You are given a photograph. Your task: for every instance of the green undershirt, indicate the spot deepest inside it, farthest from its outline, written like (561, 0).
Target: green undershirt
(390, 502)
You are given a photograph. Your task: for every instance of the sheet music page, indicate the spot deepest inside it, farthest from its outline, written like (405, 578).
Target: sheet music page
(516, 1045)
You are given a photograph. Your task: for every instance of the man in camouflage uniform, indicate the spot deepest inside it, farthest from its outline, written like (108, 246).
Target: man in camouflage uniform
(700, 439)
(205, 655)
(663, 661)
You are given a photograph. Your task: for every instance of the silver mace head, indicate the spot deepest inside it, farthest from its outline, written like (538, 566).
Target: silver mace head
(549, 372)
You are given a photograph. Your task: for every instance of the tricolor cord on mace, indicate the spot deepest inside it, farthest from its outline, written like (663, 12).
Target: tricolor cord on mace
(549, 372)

● ● ●

◆ WHAT THE TASK REQUIRES: Copy each line holding the word "like" from the listing above.

◆ RESPONSE:
You are given a photograph. Your task: for every instance of the green undershirt, indicate the spot deepest inside it, farthest from its outline, written like (561, 0).
You are given a photograph. Your task: for every instance of the sheet music page, indicate the spot deepest inside it, farthest from its outline, written like (405, 578).
You are given a photograph. Your task: for every instance of the man in camouflage uniform, indicate the spot deepest inside it, farthest from its outline, written like (108, 246).
You are given a photograph. Your task: for every instance of the silver mace head, indicate the spot deepest inside it, farthest from its outline, written like (538, 566).
You are given a photograph. Your task: for every instance of the tricolor cord on mace, indicate the spot deepest inside it, farthest from its outline, written like (663, 12).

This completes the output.